Saved data entries:

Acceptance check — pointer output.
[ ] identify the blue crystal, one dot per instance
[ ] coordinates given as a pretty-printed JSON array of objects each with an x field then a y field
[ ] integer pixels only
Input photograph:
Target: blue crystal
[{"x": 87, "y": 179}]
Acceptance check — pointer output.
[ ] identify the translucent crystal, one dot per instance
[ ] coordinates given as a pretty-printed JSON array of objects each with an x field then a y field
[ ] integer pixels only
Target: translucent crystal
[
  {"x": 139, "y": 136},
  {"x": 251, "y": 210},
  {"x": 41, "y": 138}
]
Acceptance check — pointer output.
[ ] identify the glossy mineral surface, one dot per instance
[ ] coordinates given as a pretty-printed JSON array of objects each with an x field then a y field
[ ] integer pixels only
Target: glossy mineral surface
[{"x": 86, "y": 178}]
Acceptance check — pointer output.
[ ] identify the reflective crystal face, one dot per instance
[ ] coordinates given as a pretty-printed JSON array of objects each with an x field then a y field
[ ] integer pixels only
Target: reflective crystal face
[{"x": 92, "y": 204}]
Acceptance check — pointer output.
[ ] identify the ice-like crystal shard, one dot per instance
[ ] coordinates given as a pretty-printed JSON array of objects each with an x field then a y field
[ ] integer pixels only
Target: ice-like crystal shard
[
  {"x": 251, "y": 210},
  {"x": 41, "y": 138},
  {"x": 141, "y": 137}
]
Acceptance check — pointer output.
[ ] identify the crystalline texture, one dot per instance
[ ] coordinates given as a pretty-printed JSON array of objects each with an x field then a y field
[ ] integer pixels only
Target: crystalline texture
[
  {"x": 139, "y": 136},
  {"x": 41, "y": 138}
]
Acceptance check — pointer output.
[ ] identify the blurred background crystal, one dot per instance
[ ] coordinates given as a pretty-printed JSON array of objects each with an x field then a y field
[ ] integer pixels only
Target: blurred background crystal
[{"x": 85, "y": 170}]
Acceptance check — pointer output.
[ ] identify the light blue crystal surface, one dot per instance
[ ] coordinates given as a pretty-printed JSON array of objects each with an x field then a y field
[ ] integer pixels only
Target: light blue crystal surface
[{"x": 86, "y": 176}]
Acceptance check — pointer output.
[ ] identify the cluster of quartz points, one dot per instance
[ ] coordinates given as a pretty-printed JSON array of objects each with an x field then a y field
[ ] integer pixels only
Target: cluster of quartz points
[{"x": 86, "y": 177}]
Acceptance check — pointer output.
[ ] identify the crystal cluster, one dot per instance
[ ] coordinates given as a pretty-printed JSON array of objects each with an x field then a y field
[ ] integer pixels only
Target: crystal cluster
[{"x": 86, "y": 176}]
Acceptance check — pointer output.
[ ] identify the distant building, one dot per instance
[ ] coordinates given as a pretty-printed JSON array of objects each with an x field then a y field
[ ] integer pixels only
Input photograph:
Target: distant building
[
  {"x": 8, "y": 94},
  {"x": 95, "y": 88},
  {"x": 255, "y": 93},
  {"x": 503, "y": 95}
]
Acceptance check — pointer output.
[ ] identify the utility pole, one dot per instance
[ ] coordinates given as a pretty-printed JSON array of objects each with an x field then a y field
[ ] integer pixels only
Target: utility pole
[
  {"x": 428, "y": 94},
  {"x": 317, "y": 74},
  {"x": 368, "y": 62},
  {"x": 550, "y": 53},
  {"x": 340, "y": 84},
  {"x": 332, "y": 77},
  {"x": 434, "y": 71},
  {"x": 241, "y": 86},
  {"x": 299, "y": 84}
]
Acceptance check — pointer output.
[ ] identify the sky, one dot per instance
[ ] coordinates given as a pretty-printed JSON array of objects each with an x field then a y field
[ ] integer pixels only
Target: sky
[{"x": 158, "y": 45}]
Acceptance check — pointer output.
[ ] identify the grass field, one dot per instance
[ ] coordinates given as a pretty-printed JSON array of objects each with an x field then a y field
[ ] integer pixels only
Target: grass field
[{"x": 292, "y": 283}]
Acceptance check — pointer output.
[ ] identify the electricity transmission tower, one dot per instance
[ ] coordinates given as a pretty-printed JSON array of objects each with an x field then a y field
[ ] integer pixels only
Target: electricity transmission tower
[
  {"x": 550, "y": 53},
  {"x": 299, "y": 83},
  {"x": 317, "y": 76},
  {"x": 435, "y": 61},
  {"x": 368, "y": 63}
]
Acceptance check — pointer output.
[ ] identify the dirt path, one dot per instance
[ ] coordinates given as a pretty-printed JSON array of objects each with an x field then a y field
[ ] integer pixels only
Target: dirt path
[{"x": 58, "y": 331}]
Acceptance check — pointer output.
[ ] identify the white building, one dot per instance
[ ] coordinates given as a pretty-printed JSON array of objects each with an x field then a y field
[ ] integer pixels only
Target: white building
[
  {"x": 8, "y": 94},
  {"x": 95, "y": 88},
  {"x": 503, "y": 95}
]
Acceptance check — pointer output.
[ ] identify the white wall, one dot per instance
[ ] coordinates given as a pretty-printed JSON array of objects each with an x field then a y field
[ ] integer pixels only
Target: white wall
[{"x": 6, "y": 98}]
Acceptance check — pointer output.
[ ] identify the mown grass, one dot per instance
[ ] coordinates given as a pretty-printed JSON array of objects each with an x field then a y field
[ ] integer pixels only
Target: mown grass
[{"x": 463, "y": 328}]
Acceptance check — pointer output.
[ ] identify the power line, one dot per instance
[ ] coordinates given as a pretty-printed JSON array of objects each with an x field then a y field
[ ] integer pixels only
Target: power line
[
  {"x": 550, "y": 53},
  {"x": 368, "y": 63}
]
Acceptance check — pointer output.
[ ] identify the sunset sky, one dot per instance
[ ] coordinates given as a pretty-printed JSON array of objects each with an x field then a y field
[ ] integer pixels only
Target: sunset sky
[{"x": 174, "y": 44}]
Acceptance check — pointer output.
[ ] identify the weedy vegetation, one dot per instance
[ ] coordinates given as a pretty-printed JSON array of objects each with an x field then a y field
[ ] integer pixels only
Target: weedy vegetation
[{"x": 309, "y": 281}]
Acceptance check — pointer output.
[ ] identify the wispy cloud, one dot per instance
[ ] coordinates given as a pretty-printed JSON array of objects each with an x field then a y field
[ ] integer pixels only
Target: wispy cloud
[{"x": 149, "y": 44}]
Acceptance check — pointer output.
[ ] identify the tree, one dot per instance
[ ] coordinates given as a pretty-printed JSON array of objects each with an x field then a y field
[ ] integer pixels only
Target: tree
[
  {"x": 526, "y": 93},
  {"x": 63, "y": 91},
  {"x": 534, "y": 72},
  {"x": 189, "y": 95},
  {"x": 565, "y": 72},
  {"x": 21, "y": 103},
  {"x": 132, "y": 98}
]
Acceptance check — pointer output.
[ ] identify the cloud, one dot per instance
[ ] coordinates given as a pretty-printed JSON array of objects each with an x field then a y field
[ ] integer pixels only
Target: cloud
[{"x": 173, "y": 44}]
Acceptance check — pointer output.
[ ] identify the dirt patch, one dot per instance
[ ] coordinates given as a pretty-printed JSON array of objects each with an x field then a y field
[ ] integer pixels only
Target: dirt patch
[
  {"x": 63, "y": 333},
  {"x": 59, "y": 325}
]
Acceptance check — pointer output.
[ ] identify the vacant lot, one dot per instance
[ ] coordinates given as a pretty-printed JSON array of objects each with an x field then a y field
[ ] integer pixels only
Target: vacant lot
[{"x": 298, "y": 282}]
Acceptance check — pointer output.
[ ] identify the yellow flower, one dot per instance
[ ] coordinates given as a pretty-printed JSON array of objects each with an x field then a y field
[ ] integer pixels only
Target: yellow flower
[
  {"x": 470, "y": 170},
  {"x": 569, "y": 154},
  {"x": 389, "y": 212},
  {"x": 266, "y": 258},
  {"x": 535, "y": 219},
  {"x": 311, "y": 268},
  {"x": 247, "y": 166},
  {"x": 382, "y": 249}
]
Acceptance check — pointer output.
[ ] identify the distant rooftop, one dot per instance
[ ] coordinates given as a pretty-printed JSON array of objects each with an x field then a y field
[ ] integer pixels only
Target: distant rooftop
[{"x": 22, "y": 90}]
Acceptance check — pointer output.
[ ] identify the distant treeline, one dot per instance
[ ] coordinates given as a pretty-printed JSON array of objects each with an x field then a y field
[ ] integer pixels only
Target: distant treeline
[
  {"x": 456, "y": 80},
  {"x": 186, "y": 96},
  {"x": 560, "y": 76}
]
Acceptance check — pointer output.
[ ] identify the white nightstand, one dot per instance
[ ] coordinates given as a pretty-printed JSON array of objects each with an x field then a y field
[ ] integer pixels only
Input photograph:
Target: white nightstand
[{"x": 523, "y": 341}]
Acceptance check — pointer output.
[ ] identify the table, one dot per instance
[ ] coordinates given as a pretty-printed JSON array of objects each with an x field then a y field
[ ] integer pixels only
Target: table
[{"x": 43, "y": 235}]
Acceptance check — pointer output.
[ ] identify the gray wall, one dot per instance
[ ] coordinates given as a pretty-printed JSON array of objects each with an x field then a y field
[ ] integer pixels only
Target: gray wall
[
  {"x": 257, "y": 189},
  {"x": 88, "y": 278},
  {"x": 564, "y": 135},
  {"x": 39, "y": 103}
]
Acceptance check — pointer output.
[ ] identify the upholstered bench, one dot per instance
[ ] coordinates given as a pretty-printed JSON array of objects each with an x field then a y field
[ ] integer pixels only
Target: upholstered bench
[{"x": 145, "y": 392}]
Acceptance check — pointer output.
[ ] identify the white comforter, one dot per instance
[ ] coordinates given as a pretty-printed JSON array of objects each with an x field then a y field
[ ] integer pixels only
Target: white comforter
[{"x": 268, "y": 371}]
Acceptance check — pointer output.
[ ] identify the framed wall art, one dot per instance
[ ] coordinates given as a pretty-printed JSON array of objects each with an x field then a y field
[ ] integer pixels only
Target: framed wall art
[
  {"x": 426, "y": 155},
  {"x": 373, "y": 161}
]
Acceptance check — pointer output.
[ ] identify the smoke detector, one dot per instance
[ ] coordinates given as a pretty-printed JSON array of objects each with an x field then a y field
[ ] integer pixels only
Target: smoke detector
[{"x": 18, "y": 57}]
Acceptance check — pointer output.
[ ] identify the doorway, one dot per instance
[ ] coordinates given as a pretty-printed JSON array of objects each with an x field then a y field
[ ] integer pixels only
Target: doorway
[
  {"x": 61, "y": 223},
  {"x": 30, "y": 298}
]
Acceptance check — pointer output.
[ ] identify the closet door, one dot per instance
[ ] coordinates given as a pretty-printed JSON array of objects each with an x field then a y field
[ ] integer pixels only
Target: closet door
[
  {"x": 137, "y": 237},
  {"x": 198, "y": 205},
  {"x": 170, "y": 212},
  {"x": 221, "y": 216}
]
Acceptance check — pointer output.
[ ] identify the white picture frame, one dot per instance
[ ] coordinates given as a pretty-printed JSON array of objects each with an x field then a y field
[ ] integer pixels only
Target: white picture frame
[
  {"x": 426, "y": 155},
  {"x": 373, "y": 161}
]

» What the task asks: Tally the lines of the data above that contain the string "flower" and report only that number.

» Full solution: 2